::: 提示本文 :::
ローストしたクマ肉で旋毛虫症 ジビエブームにリスク
クマの肉を食べたことで旋毛虫症を発症した事例が、相次いで3例発生したことが報告された。いずれも同じ1頭のクマの肉が原因食品で、うち2例はローストして食べ、1例はカツにして食べていた。市立札幌病院感染症内科の児玉文宏氏らが、第67回日本感染症学会東日本地方会学術集会(2018年10月24~26日、東京)で報告した。同氏らは、野生鳥獣肉(ジビエ)ブームの中、旋毛虫症などの感染症リスクが高まっているとし、一般消費者へのさらなる啓蒙が必要と指摘している。
症例1の経緯はこうだ。特記すべき既往歴のない北海道在住の40歳代男性で、2018年春にハンターから譲渡された狩猟直後のクマ肉を1週間程度、冷蔵保存。その後、自宅でロースト調理し食べたという。
::: データ抜粋 :::
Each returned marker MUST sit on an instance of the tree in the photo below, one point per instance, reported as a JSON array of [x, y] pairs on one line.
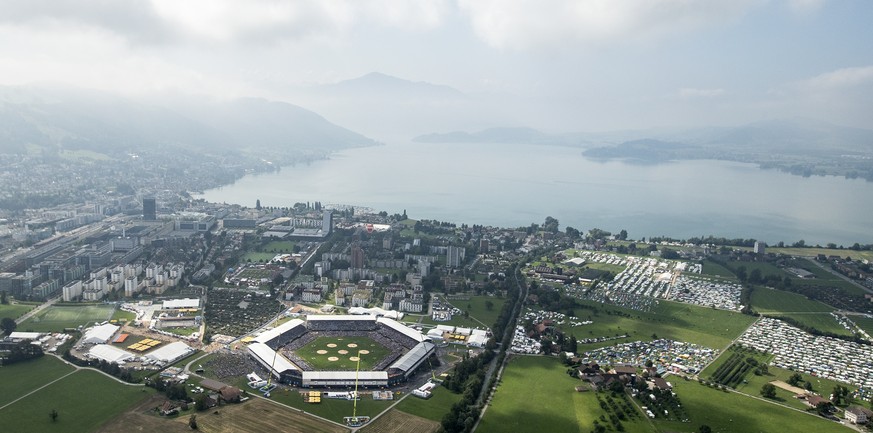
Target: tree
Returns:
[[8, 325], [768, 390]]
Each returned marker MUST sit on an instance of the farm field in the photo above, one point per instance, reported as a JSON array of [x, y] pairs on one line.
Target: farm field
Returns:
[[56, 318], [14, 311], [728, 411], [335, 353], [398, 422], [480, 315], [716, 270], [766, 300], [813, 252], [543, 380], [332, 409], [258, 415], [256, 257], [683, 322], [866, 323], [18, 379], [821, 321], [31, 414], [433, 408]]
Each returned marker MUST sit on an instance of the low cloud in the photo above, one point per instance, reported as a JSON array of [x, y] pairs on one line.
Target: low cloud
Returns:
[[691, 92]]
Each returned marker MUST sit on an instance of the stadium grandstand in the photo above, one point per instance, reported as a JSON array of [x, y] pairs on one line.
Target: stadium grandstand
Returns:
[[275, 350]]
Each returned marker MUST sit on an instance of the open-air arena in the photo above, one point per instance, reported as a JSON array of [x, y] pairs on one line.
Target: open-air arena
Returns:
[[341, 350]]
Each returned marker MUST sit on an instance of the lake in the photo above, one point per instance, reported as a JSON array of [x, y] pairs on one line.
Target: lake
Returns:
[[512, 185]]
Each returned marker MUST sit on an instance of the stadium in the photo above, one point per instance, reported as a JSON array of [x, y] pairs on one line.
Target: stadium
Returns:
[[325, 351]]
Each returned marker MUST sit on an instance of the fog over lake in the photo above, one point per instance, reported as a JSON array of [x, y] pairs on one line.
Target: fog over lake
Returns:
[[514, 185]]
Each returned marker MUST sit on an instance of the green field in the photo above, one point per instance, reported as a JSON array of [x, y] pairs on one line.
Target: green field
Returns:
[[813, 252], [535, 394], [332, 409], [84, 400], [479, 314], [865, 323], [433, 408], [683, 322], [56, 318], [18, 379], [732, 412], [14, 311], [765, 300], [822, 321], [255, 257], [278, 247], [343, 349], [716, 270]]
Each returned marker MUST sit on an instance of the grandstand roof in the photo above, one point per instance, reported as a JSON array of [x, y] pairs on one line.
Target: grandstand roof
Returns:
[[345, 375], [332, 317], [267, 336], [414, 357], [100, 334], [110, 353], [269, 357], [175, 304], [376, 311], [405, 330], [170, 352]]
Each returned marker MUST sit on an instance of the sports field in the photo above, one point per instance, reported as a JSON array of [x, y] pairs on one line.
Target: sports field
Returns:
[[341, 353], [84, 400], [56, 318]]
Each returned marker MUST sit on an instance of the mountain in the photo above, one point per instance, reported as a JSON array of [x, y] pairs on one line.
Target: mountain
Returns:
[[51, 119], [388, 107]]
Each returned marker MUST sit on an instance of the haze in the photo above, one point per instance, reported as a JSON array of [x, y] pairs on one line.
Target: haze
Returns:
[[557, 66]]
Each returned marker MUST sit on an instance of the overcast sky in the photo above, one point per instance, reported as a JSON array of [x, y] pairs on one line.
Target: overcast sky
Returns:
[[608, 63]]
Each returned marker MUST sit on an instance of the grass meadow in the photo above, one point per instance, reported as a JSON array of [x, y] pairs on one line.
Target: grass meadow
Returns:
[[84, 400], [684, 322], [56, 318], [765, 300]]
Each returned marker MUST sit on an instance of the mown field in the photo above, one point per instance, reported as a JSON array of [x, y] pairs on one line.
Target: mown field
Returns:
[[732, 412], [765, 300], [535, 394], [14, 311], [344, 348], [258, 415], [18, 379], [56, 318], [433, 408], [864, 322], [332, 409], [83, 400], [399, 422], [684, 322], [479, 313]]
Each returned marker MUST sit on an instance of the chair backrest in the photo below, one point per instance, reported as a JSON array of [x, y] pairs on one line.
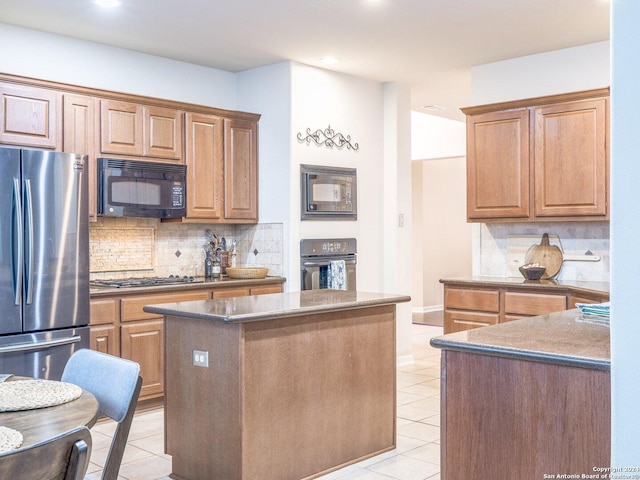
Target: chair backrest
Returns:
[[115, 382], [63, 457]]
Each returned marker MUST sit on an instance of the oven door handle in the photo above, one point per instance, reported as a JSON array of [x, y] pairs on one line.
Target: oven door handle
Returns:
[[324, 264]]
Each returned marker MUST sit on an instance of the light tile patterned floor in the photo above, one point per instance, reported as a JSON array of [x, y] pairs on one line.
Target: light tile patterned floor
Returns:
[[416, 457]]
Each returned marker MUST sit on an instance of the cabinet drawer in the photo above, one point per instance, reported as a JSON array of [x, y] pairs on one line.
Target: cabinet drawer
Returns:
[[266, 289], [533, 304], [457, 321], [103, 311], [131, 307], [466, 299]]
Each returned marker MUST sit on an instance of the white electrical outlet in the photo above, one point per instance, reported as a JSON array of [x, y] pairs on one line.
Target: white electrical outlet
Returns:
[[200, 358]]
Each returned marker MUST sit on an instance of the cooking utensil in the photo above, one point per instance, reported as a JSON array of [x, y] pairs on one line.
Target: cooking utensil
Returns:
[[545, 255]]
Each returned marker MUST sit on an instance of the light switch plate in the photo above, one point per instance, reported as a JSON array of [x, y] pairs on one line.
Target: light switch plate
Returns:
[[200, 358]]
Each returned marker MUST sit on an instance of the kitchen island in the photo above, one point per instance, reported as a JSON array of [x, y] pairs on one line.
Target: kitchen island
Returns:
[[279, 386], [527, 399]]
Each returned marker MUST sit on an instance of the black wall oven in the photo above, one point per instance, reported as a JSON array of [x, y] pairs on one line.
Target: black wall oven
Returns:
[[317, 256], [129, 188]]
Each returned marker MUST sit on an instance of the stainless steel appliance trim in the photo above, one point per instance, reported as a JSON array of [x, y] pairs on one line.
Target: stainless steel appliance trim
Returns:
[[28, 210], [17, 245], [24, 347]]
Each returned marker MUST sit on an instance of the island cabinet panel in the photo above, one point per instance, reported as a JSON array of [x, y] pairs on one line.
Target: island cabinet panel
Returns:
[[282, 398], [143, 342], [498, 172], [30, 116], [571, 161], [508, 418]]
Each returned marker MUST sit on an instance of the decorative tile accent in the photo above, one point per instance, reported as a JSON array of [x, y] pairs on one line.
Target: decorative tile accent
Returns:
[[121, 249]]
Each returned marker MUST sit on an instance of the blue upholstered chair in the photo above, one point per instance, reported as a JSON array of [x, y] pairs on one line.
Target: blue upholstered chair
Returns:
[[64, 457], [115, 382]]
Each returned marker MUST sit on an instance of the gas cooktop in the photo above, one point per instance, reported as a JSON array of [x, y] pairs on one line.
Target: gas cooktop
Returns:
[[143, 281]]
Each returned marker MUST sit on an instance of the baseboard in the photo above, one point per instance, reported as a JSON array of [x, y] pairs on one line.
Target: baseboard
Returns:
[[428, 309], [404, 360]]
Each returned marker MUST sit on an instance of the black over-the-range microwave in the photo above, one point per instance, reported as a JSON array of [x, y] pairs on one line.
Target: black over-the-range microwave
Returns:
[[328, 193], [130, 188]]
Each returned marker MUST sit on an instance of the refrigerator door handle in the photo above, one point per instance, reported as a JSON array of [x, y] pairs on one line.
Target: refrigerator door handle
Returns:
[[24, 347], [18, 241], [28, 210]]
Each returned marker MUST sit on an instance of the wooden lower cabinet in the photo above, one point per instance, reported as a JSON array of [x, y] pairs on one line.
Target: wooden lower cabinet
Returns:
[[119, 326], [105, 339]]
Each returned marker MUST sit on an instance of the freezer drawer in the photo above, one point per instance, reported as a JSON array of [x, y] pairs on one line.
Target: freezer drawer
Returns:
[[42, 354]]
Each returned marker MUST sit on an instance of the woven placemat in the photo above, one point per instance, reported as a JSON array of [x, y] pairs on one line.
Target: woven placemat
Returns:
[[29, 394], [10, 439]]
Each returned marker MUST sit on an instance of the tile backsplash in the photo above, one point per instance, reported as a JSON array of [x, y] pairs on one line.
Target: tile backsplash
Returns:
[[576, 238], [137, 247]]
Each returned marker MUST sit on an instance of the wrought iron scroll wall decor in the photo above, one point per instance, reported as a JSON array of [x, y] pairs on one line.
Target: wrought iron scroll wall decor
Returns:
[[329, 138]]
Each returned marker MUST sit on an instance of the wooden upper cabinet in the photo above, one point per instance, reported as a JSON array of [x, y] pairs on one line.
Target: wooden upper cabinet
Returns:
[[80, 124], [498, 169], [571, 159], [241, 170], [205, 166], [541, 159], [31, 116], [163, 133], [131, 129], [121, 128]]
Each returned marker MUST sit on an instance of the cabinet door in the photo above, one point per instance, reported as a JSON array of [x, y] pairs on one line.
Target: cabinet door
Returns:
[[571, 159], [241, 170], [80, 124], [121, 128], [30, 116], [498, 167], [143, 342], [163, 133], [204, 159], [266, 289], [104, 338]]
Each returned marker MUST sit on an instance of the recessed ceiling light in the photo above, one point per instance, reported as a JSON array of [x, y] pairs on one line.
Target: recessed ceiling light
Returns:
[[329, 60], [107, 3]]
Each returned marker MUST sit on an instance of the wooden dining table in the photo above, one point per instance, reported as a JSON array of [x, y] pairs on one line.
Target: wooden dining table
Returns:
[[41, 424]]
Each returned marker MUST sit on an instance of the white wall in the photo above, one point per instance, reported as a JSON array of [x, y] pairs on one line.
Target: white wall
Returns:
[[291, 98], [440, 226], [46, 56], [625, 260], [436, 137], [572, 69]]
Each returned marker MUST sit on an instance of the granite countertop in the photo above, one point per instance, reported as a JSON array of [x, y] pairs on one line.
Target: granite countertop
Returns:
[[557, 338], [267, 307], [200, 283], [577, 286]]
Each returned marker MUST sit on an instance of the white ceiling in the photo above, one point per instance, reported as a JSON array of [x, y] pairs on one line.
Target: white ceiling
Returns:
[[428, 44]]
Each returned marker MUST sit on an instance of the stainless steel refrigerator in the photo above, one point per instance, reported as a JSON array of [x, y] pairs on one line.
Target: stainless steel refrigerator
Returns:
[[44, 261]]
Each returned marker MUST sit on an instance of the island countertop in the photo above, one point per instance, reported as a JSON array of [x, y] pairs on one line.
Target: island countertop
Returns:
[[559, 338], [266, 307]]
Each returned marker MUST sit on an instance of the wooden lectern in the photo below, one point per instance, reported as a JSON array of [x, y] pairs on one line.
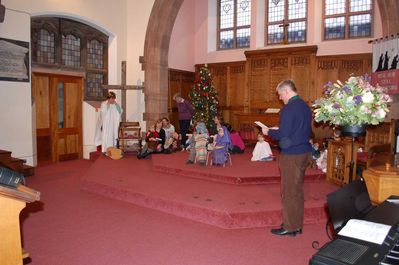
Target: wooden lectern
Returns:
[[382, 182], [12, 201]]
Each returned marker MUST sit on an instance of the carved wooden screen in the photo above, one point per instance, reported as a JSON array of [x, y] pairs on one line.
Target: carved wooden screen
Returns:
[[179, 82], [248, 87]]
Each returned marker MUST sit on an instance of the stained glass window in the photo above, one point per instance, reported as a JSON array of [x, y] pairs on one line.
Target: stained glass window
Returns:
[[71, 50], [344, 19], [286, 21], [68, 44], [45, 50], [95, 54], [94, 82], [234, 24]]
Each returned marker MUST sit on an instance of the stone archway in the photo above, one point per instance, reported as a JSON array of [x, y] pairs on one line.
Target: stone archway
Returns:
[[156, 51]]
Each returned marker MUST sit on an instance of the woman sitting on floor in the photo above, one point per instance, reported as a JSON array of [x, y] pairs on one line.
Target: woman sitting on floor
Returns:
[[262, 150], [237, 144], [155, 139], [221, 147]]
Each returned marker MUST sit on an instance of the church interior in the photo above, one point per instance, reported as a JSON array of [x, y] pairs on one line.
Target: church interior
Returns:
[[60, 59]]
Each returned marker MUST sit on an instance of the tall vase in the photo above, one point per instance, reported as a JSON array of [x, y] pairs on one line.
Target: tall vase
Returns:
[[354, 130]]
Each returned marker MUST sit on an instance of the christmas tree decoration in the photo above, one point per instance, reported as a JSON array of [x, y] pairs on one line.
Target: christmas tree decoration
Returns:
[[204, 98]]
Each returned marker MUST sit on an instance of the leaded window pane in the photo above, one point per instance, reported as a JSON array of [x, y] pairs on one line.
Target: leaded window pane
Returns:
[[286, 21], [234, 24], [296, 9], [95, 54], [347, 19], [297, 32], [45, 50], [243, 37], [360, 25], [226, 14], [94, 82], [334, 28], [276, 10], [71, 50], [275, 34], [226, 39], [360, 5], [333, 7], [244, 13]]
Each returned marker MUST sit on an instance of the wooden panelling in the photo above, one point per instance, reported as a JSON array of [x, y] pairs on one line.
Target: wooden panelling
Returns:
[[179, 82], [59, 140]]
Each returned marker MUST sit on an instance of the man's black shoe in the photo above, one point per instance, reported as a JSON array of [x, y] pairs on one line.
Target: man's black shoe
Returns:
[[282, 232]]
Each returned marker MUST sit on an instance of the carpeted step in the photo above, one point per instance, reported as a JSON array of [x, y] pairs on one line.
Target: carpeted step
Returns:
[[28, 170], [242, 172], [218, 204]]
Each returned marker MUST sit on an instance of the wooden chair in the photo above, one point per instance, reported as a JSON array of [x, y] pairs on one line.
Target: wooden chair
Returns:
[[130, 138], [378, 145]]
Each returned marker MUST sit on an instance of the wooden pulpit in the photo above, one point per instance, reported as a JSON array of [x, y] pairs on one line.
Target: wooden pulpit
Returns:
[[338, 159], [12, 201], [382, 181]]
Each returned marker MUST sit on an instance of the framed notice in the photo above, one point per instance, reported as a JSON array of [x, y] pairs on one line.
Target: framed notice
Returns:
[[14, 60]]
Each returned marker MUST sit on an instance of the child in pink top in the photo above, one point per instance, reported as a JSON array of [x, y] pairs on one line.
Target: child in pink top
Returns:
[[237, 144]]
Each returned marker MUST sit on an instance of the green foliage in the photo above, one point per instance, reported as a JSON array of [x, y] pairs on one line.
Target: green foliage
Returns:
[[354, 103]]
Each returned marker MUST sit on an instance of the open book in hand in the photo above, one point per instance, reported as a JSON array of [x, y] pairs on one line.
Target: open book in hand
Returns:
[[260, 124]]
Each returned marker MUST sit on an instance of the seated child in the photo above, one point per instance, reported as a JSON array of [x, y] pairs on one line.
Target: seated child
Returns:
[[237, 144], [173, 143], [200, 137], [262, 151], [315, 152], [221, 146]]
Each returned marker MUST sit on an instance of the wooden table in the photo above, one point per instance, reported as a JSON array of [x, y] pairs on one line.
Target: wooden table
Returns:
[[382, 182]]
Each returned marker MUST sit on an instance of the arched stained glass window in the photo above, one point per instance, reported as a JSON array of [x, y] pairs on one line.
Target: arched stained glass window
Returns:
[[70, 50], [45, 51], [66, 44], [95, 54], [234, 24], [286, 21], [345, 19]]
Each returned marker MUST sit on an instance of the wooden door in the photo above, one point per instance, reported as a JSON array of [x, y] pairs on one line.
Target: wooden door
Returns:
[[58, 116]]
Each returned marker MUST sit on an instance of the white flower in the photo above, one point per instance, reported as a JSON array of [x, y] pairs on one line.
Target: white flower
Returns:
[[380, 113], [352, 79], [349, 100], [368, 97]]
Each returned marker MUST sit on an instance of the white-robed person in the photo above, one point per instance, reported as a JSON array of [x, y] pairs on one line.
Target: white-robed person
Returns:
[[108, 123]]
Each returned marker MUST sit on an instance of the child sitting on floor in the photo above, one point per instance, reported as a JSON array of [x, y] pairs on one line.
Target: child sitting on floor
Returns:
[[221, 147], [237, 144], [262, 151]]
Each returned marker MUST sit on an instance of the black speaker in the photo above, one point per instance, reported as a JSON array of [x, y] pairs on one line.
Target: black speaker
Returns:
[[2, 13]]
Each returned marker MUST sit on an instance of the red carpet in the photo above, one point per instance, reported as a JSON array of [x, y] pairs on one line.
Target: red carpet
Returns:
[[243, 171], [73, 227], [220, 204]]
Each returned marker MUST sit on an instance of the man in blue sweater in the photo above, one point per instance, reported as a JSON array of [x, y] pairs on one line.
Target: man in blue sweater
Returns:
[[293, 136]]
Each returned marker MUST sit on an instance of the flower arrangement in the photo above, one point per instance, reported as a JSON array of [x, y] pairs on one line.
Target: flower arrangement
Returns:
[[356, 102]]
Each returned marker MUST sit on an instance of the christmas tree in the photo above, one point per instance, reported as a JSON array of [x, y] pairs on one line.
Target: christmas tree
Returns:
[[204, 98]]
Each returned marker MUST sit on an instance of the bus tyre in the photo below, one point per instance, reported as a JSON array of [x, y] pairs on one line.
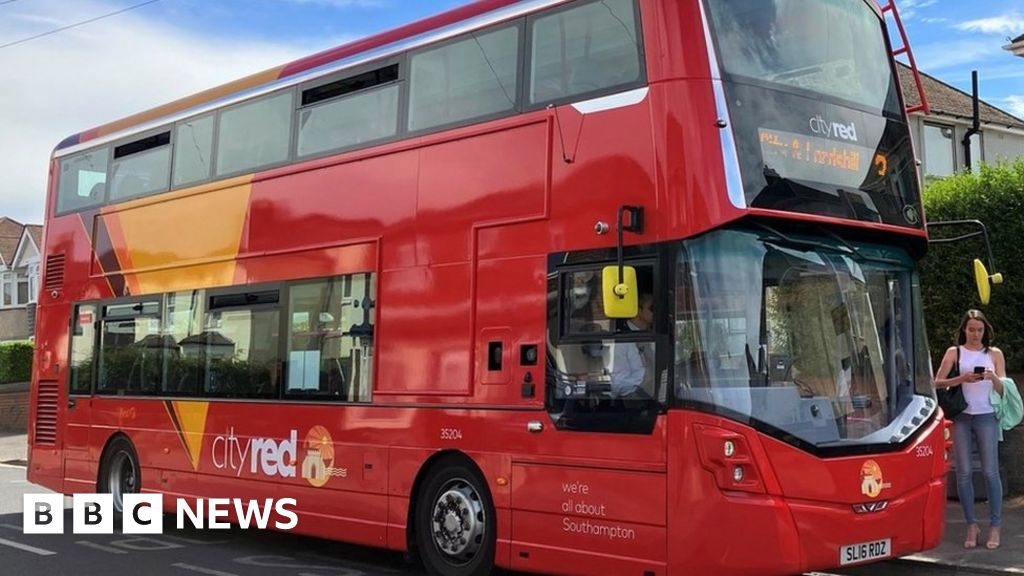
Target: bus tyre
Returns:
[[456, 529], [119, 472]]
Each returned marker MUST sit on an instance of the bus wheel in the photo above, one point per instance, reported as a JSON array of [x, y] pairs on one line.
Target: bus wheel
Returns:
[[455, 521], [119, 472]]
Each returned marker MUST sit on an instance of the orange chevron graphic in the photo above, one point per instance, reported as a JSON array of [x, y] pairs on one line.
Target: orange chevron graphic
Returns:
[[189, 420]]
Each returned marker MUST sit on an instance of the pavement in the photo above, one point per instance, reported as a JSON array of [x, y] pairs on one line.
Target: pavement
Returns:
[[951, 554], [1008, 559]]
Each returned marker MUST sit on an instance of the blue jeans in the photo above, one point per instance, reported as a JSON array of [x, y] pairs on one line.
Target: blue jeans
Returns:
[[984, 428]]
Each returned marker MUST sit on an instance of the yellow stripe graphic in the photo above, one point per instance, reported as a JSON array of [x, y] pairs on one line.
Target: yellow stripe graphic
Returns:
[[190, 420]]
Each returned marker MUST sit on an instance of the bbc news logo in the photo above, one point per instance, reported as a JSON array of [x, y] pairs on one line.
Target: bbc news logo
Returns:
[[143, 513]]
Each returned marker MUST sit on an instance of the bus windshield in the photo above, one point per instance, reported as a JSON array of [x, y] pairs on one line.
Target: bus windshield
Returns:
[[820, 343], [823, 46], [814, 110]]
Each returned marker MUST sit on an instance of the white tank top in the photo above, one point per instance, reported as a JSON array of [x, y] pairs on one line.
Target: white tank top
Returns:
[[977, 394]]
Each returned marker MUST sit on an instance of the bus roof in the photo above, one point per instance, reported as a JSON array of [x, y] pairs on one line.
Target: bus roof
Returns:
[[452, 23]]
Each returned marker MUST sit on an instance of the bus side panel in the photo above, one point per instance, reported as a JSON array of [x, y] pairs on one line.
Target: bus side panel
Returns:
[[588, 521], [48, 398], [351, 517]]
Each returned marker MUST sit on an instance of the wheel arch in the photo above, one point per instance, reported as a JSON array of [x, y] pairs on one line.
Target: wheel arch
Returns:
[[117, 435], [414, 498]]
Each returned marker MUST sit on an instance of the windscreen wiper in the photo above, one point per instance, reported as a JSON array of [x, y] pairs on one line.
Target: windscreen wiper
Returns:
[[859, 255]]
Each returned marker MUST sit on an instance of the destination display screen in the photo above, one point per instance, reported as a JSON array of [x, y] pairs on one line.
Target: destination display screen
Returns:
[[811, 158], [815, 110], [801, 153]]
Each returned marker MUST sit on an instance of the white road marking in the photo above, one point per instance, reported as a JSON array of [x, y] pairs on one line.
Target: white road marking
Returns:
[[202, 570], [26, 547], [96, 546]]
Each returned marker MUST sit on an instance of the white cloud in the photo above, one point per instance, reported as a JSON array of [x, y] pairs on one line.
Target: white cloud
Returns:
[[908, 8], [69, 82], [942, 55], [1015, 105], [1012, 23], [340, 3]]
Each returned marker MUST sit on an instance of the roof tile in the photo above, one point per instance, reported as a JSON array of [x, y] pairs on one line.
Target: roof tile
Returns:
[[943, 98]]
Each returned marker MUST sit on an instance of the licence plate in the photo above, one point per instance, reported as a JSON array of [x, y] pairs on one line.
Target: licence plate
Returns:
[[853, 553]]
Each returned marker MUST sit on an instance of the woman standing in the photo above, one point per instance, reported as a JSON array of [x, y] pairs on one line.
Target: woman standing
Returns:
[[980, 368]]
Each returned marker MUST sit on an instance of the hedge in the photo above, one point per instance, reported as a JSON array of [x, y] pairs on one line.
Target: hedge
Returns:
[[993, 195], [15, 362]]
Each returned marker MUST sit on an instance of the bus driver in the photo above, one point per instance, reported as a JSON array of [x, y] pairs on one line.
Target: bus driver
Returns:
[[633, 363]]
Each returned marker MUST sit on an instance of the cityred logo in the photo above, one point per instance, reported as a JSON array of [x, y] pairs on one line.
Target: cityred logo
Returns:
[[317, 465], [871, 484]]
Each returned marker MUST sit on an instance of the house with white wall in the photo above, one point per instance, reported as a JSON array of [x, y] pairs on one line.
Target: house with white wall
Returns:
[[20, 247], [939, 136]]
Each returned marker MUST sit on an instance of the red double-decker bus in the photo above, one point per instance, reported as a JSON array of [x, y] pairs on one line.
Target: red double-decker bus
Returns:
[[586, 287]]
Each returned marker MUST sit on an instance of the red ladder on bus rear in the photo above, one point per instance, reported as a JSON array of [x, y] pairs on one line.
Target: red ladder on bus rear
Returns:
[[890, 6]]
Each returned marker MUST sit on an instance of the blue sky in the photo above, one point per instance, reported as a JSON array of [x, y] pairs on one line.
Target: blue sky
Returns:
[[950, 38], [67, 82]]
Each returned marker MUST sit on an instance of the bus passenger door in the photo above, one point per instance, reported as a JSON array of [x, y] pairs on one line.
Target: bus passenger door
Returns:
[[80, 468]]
:::
情報の活用
- 1) クマ肉による旋毛虫症の記事によると、症例1の男性は調理する前にクマ肉を冷蔵保存していた。その期間はどのくらいか。
- 2) クマ肉による旋毛虫症の記事を、最後の文の後から書き継ぎなさい。

解答一覧
- 1) 1週間程度。

- 2)
喫食から22日後に発熱。その後、かゆみを伴う全身発疹が現れ、咳、呼吸困難感、口唇腫脹、四肢筋肉痛も出現した。近医を受診しアレルギーとして治療後、いったん呼吸困難感や発疹は改善したが、その後かゆみが悪化したため市立札幌病院を受診した。
白血球の一種である好酸球数が多く、また患者からローストしたクマ肉を食べたことが聴取できていたことから、旋毛虫感染症を疑い治療を開始した。その結果、次第に改善し、クマ肉を食べてから10週後に完全に消失した。
治療開始と並行して寄生虫検査も行ったが、当初は抗旋毛虫の抗体価が低く、喫食37日後に陽性となった。また、喫食翌日から冷凍保存されていた同じ個体のクマ肉から旋毛虫が検出され、旋毛虫症と確定した。
患者からの聞き取りで、食べたクマ肉は塊ごと約10分間表面を焼き、その後余熱で加熱していた。表面以外の内部の肉は「赤いまま」だったことが分かっている。
症例2は30歳代女性で、症例1と同じ日に、同じローストしたクマ肉を食べていた。喫食20日後に症例1とほぼ同様の症状、所見を呈した。同じような経過をたどり、症例1と同様の治療により、症状が消失した。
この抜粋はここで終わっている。